→ **RECORDS FOR THE EXERCISE**
___
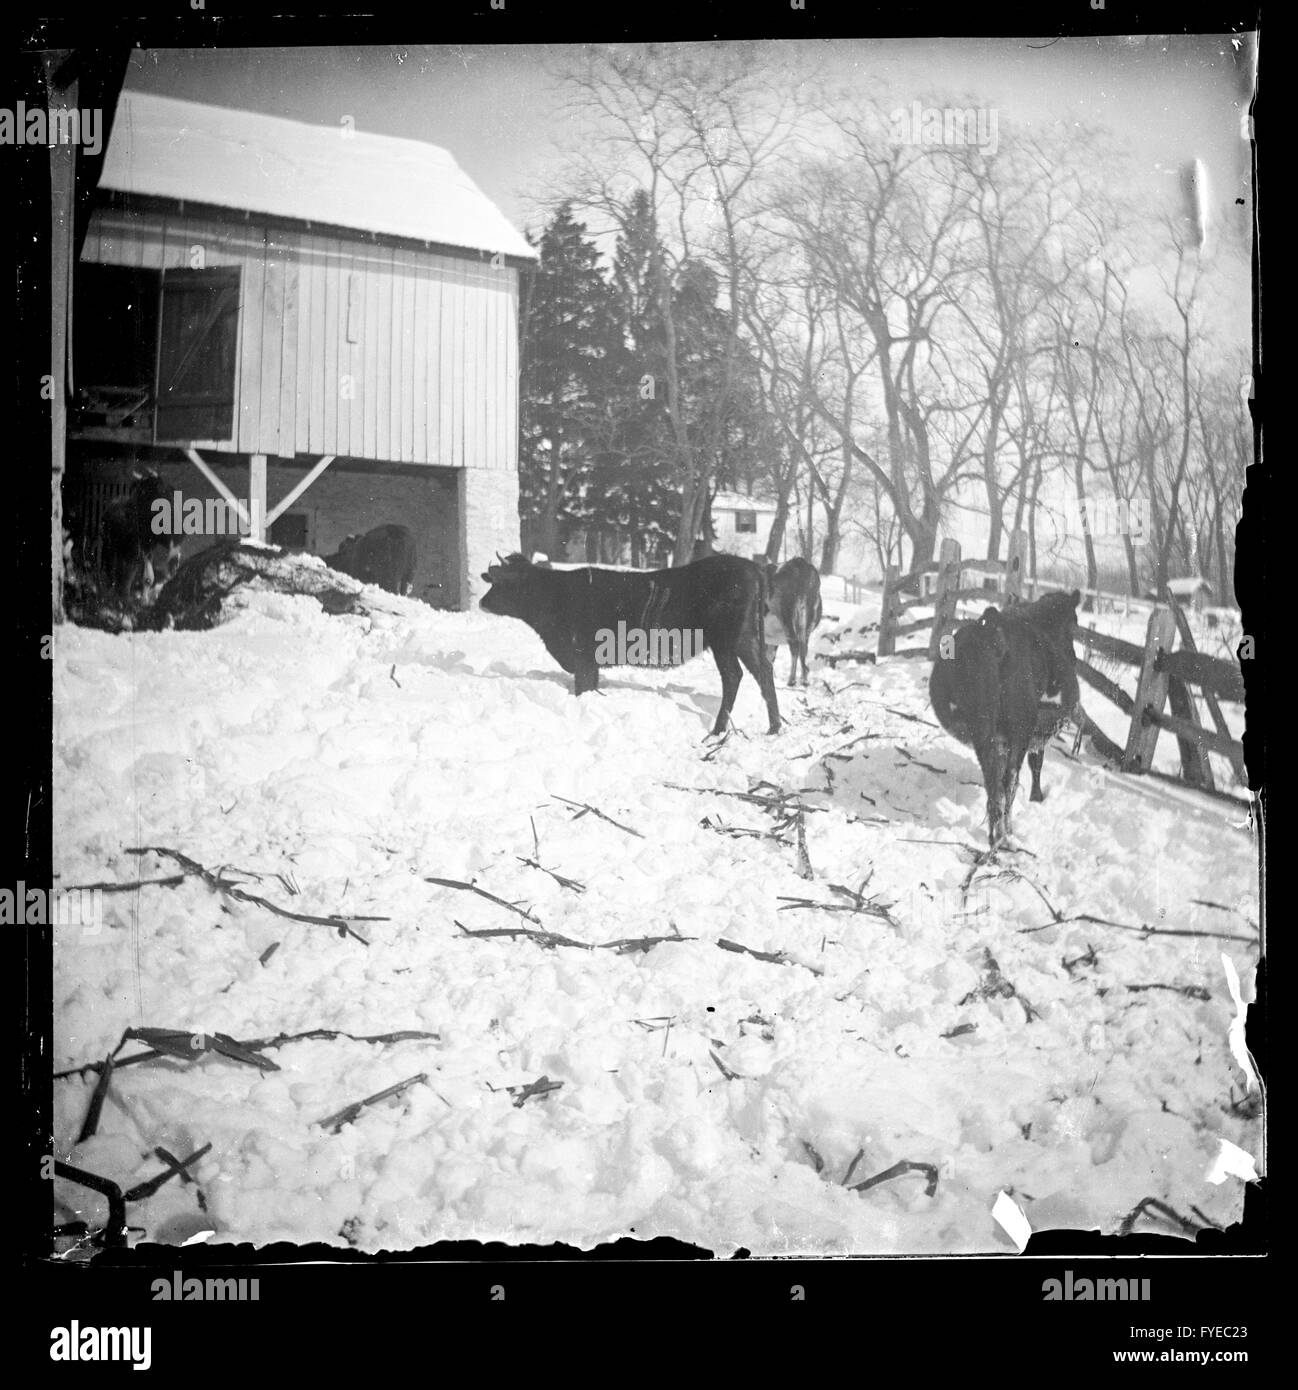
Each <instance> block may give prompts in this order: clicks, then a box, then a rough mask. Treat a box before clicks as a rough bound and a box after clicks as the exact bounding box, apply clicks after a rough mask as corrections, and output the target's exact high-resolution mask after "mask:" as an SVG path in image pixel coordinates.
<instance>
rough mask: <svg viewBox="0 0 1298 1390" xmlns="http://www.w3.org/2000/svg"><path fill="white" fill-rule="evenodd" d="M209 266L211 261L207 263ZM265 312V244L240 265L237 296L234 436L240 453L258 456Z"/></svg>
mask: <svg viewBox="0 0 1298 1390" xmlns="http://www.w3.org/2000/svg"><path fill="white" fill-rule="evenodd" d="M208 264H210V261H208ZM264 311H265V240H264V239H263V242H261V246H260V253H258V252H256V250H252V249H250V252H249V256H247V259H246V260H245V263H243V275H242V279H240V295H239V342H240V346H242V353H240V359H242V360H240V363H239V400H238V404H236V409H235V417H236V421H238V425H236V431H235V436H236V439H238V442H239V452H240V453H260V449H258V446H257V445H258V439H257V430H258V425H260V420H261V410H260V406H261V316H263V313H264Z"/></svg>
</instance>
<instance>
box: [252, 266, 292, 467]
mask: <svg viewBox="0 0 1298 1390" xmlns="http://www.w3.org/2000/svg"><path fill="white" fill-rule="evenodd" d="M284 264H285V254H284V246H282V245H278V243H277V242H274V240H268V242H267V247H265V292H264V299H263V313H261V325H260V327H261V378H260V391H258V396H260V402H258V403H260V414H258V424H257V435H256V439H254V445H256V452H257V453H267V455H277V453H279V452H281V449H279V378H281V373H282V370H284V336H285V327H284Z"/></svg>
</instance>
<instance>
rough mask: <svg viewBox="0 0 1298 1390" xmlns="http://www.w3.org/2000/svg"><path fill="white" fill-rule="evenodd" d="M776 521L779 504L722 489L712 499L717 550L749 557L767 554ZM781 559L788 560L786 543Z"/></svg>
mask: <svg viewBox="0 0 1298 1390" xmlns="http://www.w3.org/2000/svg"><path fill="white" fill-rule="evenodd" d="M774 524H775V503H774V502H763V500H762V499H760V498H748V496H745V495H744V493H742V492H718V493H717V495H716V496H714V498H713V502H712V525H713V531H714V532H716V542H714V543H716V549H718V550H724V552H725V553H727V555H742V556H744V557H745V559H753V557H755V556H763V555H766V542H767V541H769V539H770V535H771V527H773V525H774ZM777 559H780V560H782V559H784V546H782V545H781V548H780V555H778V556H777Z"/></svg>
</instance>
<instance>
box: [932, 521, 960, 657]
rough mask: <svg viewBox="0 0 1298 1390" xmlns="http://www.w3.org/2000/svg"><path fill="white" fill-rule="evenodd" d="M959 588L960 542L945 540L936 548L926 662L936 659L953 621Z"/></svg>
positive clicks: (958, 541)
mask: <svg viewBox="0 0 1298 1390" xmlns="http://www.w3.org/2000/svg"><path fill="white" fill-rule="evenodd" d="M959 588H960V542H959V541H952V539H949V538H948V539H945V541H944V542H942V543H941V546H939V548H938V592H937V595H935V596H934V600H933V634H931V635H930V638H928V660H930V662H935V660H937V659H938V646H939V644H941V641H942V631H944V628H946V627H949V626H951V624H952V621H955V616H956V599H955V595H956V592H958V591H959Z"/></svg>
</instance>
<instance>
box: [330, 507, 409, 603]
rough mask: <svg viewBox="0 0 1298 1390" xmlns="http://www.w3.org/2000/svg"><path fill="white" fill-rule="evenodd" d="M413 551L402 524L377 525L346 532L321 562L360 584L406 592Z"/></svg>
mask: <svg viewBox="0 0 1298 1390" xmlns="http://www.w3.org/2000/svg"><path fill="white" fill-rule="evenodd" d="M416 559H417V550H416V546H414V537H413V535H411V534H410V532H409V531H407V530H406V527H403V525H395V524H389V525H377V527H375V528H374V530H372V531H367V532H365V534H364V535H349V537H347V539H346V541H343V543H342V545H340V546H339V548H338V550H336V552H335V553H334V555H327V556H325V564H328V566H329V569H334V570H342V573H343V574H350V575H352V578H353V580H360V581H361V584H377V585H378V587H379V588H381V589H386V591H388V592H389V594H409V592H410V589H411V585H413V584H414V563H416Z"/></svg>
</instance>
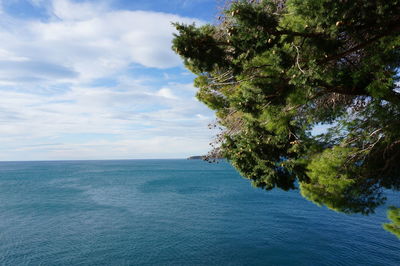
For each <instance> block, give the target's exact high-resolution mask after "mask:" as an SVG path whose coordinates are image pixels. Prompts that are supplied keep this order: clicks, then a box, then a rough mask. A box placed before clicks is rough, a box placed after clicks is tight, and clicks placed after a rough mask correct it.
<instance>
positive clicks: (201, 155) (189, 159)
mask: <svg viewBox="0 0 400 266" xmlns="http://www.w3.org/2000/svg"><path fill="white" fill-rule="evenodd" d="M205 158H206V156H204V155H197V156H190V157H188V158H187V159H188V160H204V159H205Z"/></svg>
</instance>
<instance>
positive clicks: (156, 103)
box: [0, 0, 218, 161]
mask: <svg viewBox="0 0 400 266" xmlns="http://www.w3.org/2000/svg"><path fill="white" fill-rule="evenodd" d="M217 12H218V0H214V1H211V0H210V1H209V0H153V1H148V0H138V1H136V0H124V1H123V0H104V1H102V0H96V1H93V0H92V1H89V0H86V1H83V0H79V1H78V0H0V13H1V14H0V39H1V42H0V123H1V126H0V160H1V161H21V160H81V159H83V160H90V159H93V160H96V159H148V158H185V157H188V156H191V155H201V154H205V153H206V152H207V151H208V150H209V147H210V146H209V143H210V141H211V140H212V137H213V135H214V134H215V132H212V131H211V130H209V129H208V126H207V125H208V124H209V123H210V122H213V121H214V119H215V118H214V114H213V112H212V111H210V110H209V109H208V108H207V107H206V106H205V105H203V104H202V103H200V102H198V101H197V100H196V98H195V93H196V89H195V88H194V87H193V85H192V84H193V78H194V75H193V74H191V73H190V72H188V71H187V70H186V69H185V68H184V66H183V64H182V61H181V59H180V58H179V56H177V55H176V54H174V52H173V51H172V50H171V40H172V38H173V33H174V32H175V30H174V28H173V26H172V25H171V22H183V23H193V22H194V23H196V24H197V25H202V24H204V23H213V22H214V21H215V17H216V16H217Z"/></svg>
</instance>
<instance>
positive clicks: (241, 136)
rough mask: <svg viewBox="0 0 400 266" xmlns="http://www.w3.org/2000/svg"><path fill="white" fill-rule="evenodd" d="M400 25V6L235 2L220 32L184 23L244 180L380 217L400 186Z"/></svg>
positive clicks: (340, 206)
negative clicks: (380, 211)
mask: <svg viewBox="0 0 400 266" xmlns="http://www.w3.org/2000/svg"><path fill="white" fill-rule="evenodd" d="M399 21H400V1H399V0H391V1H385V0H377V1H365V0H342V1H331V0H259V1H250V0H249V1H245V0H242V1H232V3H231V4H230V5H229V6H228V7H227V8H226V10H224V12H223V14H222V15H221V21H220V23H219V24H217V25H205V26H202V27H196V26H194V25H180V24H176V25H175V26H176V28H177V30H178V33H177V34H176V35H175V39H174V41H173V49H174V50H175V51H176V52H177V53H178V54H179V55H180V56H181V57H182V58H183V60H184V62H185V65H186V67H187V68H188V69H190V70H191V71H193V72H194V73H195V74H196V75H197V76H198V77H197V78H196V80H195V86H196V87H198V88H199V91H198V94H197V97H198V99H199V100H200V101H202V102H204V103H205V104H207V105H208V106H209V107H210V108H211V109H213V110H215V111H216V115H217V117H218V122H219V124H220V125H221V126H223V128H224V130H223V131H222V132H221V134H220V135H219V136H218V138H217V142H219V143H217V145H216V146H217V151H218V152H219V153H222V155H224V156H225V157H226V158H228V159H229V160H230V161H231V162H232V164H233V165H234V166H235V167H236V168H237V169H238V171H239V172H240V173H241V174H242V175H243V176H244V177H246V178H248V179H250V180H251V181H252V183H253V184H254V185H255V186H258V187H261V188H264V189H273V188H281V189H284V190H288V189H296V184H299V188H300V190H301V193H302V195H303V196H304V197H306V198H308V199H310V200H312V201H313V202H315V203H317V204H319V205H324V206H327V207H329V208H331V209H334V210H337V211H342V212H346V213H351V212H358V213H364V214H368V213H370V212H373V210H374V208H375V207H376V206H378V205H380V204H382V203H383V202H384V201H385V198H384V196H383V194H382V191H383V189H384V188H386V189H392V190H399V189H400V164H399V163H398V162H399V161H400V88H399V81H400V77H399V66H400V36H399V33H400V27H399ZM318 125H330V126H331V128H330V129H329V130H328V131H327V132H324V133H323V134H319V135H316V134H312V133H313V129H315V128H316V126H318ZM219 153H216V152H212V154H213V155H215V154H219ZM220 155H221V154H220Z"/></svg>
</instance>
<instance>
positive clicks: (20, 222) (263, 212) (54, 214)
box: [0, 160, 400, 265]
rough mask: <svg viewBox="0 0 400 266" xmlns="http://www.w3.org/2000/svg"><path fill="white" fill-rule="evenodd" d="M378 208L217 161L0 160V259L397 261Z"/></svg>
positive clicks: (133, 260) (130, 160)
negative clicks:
___
→ **WORK REQUIRED**
Copy the data verbatim, starting with the line that contains "208L217 161L0 160V259L397" and going on through the end of the data, with both of those lines included.

→ **TASK ANSWER**
rough mask: <svg viewBox="0 0 400 266" xmlns="http://www.w3.org/2000/svg"><path fill="white" fill-rule="evenodd" d="M378 208L217 161L0 160V259L397 261Z"/></svg>
positive clicks: (133, 260) (130, 160)
negative clicks:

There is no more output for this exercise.